Work instruction:
Start to finish, copy the data exactly.

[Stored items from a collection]
—————

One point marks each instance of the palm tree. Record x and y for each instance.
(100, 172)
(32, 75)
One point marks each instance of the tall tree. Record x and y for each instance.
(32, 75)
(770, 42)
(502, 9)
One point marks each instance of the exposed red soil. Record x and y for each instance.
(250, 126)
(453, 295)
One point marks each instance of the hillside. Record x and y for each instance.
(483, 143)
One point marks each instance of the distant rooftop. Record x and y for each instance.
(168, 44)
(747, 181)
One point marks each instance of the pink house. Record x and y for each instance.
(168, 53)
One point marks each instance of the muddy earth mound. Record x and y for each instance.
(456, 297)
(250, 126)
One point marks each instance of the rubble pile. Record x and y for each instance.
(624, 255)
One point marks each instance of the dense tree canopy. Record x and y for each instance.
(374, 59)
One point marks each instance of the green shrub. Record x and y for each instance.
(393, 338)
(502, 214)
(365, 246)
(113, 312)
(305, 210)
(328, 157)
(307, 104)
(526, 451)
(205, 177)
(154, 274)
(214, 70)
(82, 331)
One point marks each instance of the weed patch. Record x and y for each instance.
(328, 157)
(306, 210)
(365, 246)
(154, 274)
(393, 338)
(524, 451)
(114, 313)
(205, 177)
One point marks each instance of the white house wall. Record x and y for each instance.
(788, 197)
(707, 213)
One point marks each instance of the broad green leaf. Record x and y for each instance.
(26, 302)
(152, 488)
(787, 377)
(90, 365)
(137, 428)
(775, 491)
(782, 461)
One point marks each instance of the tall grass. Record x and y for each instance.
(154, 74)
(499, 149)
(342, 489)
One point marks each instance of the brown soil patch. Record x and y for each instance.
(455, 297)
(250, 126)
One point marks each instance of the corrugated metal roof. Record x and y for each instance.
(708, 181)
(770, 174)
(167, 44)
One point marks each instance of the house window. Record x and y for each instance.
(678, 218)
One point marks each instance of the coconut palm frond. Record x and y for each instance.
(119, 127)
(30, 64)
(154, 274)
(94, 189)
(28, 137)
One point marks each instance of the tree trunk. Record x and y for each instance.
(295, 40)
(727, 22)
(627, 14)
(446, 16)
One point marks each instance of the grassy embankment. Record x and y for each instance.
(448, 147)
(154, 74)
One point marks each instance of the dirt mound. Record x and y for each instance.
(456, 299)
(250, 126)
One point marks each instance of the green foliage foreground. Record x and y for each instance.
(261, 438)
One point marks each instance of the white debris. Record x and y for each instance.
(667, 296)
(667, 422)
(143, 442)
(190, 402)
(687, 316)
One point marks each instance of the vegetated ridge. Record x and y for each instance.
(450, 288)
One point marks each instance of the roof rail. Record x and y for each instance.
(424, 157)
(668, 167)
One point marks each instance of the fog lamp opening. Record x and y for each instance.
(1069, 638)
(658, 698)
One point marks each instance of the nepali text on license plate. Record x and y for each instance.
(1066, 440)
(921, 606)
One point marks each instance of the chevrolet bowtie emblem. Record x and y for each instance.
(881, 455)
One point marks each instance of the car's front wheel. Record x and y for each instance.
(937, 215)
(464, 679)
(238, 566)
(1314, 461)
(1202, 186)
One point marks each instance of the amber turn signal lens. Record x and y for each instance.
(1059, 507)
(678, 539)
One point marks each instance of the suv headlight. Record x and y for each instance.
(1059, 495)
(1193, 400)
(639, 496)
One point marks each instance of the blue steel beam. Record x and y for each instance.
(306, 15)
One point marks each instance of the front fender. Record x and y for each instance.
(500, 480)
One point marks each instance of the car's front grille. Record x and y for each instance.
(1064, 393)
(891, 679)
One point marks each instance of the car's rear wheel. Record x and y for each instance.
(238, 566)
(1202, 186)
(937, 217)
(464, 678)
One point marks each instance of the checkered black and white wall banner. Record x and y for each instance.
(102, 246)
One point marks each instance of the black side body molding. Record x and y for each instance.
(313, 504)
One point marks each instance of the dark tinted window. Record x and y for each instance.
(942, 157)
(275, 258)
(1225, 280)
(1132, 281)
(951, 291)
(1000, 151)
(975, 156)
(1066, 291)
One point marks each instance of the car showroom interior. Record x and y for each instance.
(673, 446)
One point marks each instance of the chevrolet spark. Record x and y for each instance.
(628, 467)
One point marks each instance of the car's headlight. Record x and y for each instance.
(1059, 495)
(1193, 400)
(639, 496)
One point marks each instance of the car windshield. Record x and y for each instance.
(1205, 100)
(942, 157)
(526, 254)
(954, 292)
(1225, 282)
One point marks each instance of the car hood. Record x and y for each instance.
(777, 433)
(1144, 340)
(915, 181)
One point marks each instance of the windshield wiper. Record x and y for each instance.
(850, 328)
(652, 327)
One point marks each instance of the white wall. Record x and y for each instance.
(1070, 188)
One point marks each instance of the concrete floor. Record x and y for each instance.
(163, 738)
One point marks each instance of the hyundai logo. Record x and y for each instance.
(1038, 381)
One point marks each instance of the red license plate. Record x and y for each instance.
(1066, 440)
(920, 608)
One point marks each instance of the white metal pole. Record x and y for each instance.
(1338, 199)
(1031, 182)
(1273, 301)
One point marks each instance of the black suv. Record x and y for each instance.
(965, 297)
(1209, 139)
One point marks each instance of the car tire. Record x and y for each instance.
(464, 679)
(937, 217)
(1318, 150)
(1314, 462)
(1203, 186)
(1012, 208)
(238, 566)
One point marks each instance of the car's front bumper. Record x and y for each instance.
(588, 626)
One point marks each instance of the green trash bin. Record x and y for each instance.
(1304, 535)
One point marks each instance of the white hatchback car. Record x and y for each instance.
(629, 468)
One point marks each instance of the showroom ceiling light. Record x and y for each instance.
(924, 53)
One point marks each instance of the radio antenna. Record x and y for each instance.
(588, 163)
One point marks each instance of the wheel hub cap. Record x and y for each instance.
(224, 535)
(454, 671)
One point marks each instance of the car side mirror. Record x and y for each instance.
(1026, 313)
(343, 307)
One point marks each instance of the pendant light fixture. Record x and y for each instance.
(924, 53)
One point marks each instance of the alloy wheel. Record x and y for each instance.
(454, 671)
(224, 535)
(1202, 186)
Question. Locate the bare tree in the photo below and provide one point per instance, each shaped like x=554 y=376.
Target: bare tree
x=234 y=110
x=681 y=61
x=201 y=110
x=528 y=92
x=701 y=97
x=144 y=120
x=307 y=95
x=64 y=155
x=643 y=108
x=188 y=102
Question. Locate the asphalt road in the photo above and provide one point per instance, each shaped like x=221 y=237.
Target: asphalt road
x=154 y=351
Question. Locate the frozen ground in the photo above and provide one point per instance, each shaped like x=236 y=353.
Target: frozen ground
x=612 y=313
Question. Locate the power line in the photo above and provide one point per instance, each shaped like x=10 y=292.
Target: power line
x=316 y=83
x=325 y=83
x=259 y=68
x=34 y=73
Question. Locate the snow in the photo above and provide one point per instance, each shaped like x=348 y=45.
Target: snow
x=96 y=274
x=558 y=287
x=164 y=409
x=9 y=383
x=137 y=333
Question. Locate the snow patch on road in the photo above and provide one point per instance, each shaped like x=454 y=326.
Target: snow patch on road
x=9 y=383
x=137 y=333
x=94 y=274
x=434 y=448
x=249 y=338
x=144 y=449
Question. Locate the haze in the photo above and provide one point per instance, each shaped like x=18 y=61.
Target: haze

—————

Expected output:
One point marks each instance of the palm tree. Record x and y for each instance.
(100, 172)
(32, 75)
One point marks each instance of the tall tree. Record x and y for each instance.
(32, 75)
(770, 42)
(502, 9)
One point marks each instance of the exposed red soil. Record x and y for each instance.
(250, 126)
(453, 295)
One point marks each instance of the hillside. Record x and y for each instance.
(483, 143)
One point marks each instance of the distant rooftop. Record x and y for each instance.
(168, 44)
(747, 181)
One point marks each instance of the pink house. Record x and y for each instance.
(168, 53)
One point marks each instance of the muddy earth mound. Record x and y for each instance.
(456, 297)
(250, 126)
One point marks each instance of the rubble pile. Record x and y for each instance.
(624, 255)
One point marks each instance of the dense tree canopy. Record x and y for each instance.
(374, 59)
One point marks each instance of the green shrub. Record x and y for each instance.
(393, 338)
(502, 214)
(365, 246)
(113, 312)
(305, 210)
(328, 157)
(307, 104)
(526, 451)
(205, 177)
(154, 274)
(214, 70)
(82, 331)
One point marks each instance of the weed patch. Record x and y for each instance.
(328, 157)
(306, 210)
(365, 246)
(154, 274)
(393, 338)
(524, 451)
(114, 313)
(205, 177)
One point marks each instance of the white house wall. Record x and y for each instance.
(788, 197)
(707, 213)
One point marks each instance of the broad green leaf. Record x and y for each instance.
(26, 302)
(152, 488)
(787, 377)
(90, 365)
(137, 428)
(775, 491)
(782, 461)
One point marks each instance of the tall grass. Record x and y for each instance.
(154, 74)
(499, 149)
(342, 489)
One point marks each instance of the brown soil patch. Record x and y for each instance.
(455, 297)
(250, 126)
One point marks each instance of the corrugated metal roof. Record x and y for each instance.
(708, 181)
(770, 174)
(167, 44)
One point marks each instance of the house window. Record x and y for each instance.
(678, 218)
One point marks each instance of the coconut palm frond. Record x and y for each instance.
(119, 127)
(30, 64)
(154, 274)
(94, 189)
(28, 137)
One point marks each instance of the tree trunk. Record x and y for each instance.
(295, 40)
(727, 22)
(627, 14)
(446, 16)
One point marks each instance of the grassy embankment. Record x and y for each instance.
(448, 147)
(154, 74)
One point marks each instance of the dirt mound. Record x and y for each instance.
(456, 299)
(250, 126)
One point marks each instance of the green foliage foreground. Record x and y for each instance.
(261, 438)
One point marks each instance of the white debris. Record x and y for each instance.
(667, 296)
(667, 422)
(143, 442)
(190, 402)
(687, 316)
One point marks each instance of the vegetated ridge. Record x and y for each instance.
(450, 288)
One point marks each instance of the roof rail. Record x and y for each instance.
(424, 157)
(668, 167)
One point marks each instance of the fog lamp opening. Record x and y for each instance.
(1069, 638)
(658, 698)
One point marks each instance of the nepali text on license plate. Record x and y for each instance.
(1066, 440)
(921, 606)
One point marks each instance of the chevrolet bowtie emblem. Record x and y for each instance.
(881, 455)
One point marks each instance of the car's front wheel. Record x and y for each instance.
(937, 215)
(464, 679)
(238, 566)
(1314, 461)
(1202, 186)
One point marks each instance of the amber turn signal lens. Record x and y for each instance.
(1059, 507)
(678, 539)
One point marks each instance of the suv headlight. Record x and y for each instance.
(1059, 495)
(1193, 400)
(639, 496)
One point marks each instance of the blue steel beam. Record x and y for each instance.
(306, 15)
One point marks each instance of the front fender. Record x and y for each instance.
(500, 480)
One point marks each instance of the car's front grille. Record x and y for each instance.
(1064, 393)
(891, 679)
One point marks each instance of the car's rear wheel. Record x and y for each instance.
(238, 566)
(1202, 186)
(937, 217)
(464, 678)
One point marks each instance of the checkered black and white wall banner. Record x and y for each instance.
(102, 246)
One point marks each instance of the black side body molding. Record x and y for each instance.
(313, 504)
One point marks each instance of the dark tinted window. Record x and y for each instance.
(942, 157)
(275, 258)
(1225, 280)
(1132, 281)
(951, 291)
(1000, 151)
(975, 156)
(1066, 291)
One point marks each instance of the car showroom interior. Record x and y for each instance.
(673, 446)
One point marks each instance of the chevrolet spark. Record x and y for each instance.
(628, 467)
One point marks each instance of the car's headlight. Record x and y for each instance.
(1059, 495)
(1193, 400)
(639, 496)
One point marks each instance of the car windshield. Record x and y for each instance.
(1205, 100)
(942, 157)
(526, 254)
(954, 292)
(1225, 282)
One point marks each instance of the car hood. Record x and y for each instance.
(777, 433)
(1144, 340)
(915, 181)
One point marks each instance of the windshield wiper. Record x and y for each instance.
(850, 328)
(652, 327)
One point marks each instance of the white wall. Record x and y for each instance.
(1070, 188)
One point marks each instance of the concrete floor. Record x and y for each instance.
(163, 738)
One point marks each instance of the hyundai logo. Record x and y for each instance.
(1038, 381)
One point marks each instance of the red license plate. Record x and y for each instance.
(1066, 440)
(920, 608)
One point marks each instance of the white metal pole. Record x and y for each instance.
(1338, 199)
(1031, 182)
(1273, 301)
One point marks each instance of the black suv. Record x and y for each instance.
(965, 297)
(1209, 139)
One point marks each instance of the car tire. Record x and y for each instance.
(464, 679)
(937, 217)
(1318, 150)
(1314, 462)
(1203, 186)
(1012, 208)
(238, 566)
One point marks each instance of the car's front bumper. Record x and y for each instance.
(588, 626)
One point marks each instance of the green trash bin. Record x and y for each instance.
(1304, 535)
One point marks each instance of the white hatchback car. Record x and y for each instance.
(629, 468)
One point marks each instance of the showroom ceiling light. Record x and y for each instance.
(924, 53)
One point marks each instance of the radio antenna. Record x and y for each instance.
(588, 163)
One point marks each instance of the wheel hub cap. Record x and y for each instance.
(224, 535)
(454, 671)
One point marks each instance of the car side mirror. Record x and y for each instance.
(1026, 313)
(343, 307)
One point marks each instance of the pendant light fixture. Record x and y for each instance.
(924, 53)
One point marks each instance of the alloy wheel. Record x and y for each instance.
(454, 671)
(224, 535)
(1202, 186)
Question. Locate the bare tree in the photo below and provide one point per instance, each shaped like x=554 y=376.
Target: bare tree
x=234 y=110
x=681 y=61
x=201 y=110
x=528 y=92
x=701 y=97
x=144 y=120
x=307 y=95
x=64 y=155
x=643 y=108
x=188 y=102
Question. Locate the asphalt road in the photo above and provide one point per instance, each shaped like x=221 y=237.
Target: asphalt road
x=154 y=351
Question. Locate the frozen ground in the photo above and provide one point per instance, each shaped like x=236 y=353.
Target: frozen ground
x=612 y=313
Question. Locate the power line in the photo above and provide one point per instance, each shaped like x=10 y=292.
Target: power line
x=316 y=83
x=325 y=83
x=259 y=68
x=34 y=73
Question. Locate the snow in the photo above and provide one point per instance, each shaped like x=348 y=45.
Target: snow
x=96 y=274
x=558 y=287
x=164 y=409
x=9 y=383
x=137 y=333
Question. Locate the snow patch on road in the photo above and provide one point per instance, each shaped like x=454 y=326.
Target: snow patch on road
x=9 y=383
x=137 y=333
x=94 y=274
x=434 y=448
x=249 y=338
x=144 y=449
Question. Locate the haze in the photo above and provide one point per instance, each shaped like x=18 y=61.
Target: haze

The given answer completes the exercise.